Your instructions ▸
Please reproduce the lines of the records below word for word, starting with the line that contains "Would you kindly indicate the window" and going on through the final line, with nothing else.

* start Data for this exercise *

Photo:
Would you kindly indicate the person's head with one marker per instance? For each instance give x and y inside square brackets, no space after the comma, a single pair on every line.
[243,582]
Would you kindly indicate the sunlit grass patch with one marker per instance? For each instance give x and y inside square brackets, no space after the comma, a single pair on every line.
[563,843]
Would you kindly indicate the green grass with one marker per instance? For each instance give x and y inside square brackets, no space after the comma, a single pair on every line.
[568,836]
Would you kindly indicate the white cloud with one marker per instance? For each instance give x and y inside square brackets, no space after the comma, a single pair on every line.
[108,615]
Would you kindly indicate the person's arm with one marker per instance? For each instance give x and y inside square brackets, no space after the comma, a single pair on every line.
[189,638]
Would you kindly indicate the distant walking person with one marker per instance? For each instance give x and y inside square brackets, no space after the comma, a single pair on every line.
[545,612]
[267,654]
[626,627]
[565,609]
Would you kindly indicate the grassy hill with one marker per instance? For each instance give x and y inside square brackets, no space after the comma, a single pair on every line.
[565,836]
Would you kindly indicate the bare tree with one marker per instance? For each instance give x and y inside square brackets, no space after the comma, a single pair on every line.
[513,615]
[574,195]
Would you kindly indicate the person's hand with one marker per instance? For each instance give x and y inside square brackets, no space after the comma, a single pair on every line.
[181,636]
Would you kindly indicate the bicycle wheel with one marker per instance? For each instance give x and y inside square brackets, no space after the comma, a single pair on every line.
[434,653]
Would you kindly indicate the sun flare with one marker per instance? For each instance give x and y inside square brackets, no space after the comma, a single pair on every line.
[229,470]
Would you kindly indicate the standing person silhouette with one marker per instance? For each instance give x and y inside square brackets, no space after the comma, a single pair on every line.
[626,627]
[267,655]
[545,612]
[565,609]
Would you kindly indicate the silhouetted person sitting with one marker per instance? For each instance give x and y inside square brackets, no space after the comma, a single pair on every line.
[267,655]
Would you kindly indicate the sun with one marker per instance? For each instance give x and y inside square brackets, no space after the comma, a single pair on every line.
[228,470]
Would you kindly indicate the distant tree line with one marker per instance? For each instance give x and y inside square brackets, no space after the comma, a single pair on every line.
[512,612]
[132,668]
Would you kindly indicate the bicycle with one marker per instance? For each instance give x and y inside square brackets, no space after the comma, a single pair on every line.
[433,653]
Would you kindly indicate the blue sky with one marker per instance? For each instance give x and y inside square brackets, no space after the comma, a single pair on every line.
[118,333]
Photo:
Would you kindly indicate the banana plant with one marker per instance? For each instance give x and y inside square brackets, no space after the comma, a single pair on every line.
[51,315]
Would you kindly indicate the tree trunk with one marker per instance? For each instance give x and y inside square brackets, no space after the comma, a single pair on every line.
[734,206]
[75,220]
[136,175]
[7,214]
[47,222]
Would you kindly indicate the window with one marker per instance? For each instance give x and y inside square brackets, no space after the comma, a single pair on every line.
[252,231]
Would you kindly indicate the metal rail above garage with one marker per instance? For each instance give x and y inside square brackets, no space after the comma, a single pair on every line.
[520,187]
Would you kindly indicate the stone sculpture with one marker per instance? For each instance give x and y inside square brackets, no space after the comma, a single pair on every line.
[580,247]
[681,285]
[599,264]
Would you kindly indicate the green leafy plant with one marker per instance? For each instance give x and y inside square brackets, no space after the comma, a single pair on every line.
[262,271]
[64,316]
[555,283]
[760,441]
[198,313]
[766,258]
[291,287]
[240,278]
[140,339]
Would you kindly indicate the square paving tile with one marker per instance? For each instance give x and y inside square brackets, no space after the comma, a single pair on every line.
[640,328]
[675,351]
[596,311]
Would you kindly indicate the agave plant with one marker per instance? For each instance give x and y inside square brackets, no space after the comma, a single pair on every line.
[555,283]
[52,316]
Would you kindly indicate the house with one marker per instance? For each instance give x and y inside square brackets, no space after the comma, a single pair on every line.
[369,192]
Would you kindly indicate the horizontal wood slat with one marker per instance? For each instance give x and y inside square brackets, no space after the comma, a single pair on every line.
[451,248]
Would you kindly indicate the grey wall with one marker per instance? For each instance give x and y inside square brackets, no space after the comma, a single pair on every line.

* end Data for this exercise *

Response to this task ▸
Would you kindly indicate the window with one marker per instance? For each instance give x and y inside square brackets, no space after the comma, a single pair on every line.
[252,231]
Would you kindly indicate the metal rail above garage with one marker per instance? For each instance give x and y inside square brackets, no space after the comma, a single pair on every line.
[520,187]
Would you kindly indicate the stone sculpture with one marker per instance? For each instance give x and y inside square brackets, no space after the comma, a single pair on every line.
[580,247]
[681,285]
[599,264]
Would you kindly indicate the green leafy plant with one marker per instance? For each instance give x and y inside square brackets, no space after the comma, a single pair on every line.
[262,271]
[64,316]
[555,283]
[760,441]
[198,313]
[766,258]
[291,287]
[240,278]
[140,339]
Would you kindly indicate the square paving tile with one marker per instance? For each instance give x and y inside square brackets, no space after the comma, a single pair on every line.
[640,328]
[675,351]
[596,311]
Would you kindly indicate the agave plant with one marker per instance? For each instance give x and y inside square brackets, no space after the comma, a single pair on every line.
[555,283]
[52,316]
Would you kindly indicate the house with one marker per instance? For each instance give x and y inside square brackets, no space after the comma, a single pair on every line.
[369,192]
Would you kindly indicate the horizontal wood slat with one marker per instance? For each instance give x and y inside square brackets, no space after the comma, a single pair on every line.
[451,248]
Would you kindly indicate the grey wall with one marker per instance? For each instance give x and y inside square brackets, no space after the comma, a single pair on every line.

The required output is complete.